• **Extract to read**:
I find the tire ride so funny. Apparently they had a similar ride in Disneyland way back in the early days, except Spaceships or something. But they often couldn't get it to work so they took it out. It sounds like history is going to repeat itself.


----------



## STLMickeyMom

love that you used the HOW RUDE pic!  loved that show and my friends and I used to say that all the time!  and those teens.....how rude!  totally agree with you.  if you're waiting for someone behind, you let people pass you until your party catches up with you.  you definitely DON'T expect people to let then cut the line!

carsland looks so pretty in the morning!  someday we will see it!!!  glad you got an early morning RSR ride in!

the tire ride.....too many directions for first thing in the morning....


----------



## KatMark

I'm in tears sitting at my desk at work after reading the end of the tour you took. If I do NOTHING else at DL in three years when we go for my big birthday, I want to do that tour.

I can imagine you and Willow had to be exhausted after 12 hours. Okay, did I miss which pillow pet she got?

And you were right at it again the next morning...impressive. 

I am glad you did what you did with those boys. Some people just have to learn common courtesey!

Sorry the ride had issues, but glad you enjoyed it once again.

That last ride you were on does sound a bit weird.


----------



## pkondz

RGirl said:


> *We were up bright and early yet again and out of the room before 6:30.*



Yeah, but do that at home?
Because of work or school????


5 more minutes!!!



RGirl said:


> *We headed out through our "secret path" (seriously - we only saw maybe 2 or 3 other people use this walkway during the entire time we were at the Disneyland Hotel) to DTD.*



That qualifies.
Secret path it is.



RGirl said:


> *We got lined up at a turnstile.

• **Information shown**:
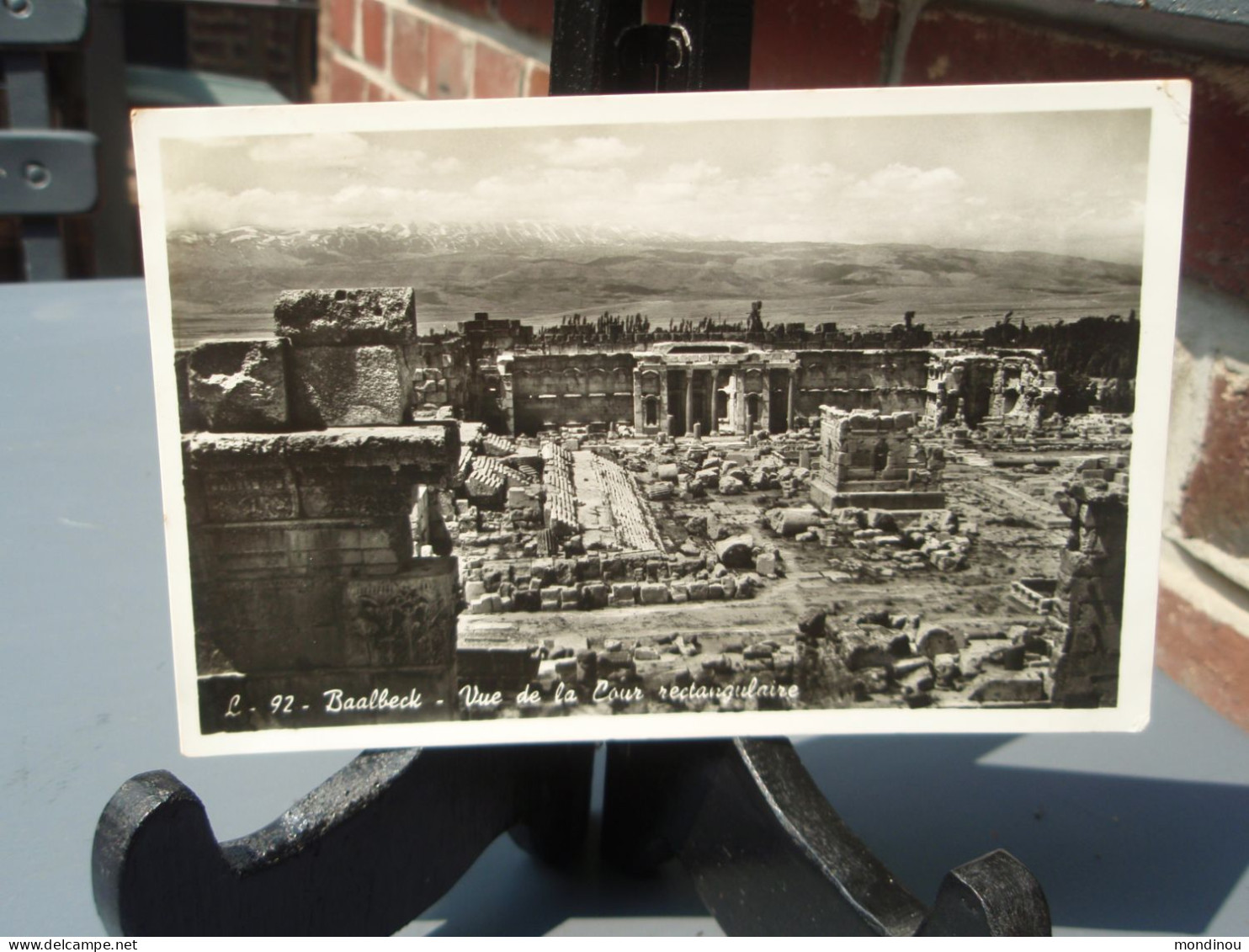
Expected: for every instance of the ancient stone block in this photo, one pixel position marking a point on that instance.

• **Task A**: Print the stretch of the Disneyland forum thread from "I can imagine" through "the next morning...impressive.".
• **Task B**: According to the Disneyland forum thread, by what time were RGirl and her party out of the room?
• **Task C**: Pick up the Disneyland forum thread at its final sentence and carry it forward.
The lines are material separate from the Disneyland forum thread.

• **Output A**:
I can imagine you and Willow had to be exhausted after 12 hours. Okay, did I miss which pillow pet she got?

And you were right at it again the next morning...impressive.

• **Output B**: Before 6:30.

• **Output C**:
> And then were told that they were only going to open one turnstile per gate, so we had to get in line behind people who arrived after us - always a bummer, but not really a big deal. *







Bummer.



RGirl said:


> *Unfortunately, when the gates opened, the folks in front of us apparently had no idea what to do - you know, use your ticket or card to get into the park....  *



I would make a snarky comment.... except that'll probably be me in a couple of weeks.

(Less!)



RGirl said:


> *The masses, including us, were moving into CarsLand and back towards RSR when we heard the CMs telling everyone that RSR was down.*



I bet they did that on purpose, just to mess with you guys.



RGirl said:


> *Then there were the folks who would kind of wander outside the RSR pack and then surreptitiously wander back into it but several groups of people in front of where they had wandered out.*



But there were snipers in the trees who took care of them!

No? 



RGirl said:


> *Finally, as we were getting close to the last part of the queue, the older teen said something to me like, "Um, my dad's back there, can he ....." at which point I kind of interrupted and gave him a big warm smile and said, "SURE! You can absolutely go back and join him!" And he stood still with a stunned look on his face, so we walked around him and made our way to the ride.*



Way to go!!!

I am _so_ using that if it happens to me.





RGirl said:


> * Maybe I'm not the nicest person, but I don't like this kind of stuff - if you "get separated" (or separate yourself in an attempt to get ahead of people who were in front of you) and you want to ride with someone behind you, step aside and wait for the person or persons behind you.*



I guess I'm not nice either then.

Of course I already knew that.



RGirl said:


> *And, of course, we were excited because, as you may have heard, we love this attraction!*



Whaaaat?????
No!



RGirl said:


> *Oh, here are the shoes that Willow picked out the day before prior to the Walk in Walt's Footsteps tour. *



Good choice Willow. Those are very nice.
Do you think I should get a pair for myself?



RGirl said:


> *The waterfall had no water.*



Doesn't that make it just a fall?



RGirl said:


> *  We got stuck for a while after tipping the tractors.*



Well that's what you get!
Next time, leave those poor tractors alone!



RGirl said:


> *Well, in a complete detour from our normal Disney reality, we decided that we would just take it easy and not worry about trying to do anything else "big" during EMH.*



Is that even possible?
How do you _do_ that???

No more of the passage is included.